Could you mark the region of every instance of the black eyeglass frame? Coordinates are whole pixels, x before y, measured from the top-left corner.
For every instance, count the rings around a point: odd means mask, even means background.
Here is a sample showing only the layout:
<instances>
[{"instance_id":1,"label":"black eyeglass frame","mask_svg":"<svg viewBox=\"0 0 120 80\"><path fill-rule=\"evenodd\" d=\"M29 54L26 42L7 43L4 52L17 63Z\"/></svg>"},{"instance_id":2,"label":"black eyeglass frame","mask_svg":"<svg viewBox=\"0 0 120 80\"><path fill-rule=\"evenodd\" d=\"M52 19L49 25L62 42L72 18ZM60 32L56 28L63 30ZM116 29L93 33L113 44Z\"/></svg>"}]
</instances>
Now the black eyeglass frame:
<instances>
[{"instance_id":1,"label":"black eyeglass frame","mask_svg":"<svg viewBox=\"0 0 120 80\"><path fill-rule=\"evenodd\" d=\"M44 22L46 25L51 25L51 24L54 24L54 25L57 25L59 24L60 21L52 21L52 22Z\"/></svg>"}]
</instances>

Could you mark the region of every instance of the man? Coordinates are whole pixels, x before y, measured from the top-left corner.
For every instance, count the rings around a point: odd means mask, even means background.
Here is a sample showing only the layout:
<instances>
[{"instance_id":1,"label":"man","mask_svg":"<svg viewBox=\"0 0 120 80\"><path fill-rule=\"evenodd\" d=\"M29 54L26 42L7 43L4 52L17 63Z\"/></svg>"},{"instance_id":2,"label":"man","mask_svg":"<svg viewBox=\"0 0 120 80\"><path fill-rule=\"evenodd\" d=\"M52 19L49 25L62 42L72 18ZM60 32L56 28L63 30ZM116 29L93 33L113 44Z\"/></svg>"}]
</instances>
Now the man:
※
● WHAT TO DO:
Report each line of the listing above that uses the word "pixels".

● REPLY TO THE EXERCISE:
Could you mark the region of every instance of the black eyeglass frame? Coordinates are whole pixels, x before y, measured from the top-left corner.
Could you mark the region of every instance of the man? Coordinates are whole pixels, x before y, measured from the top-left corner.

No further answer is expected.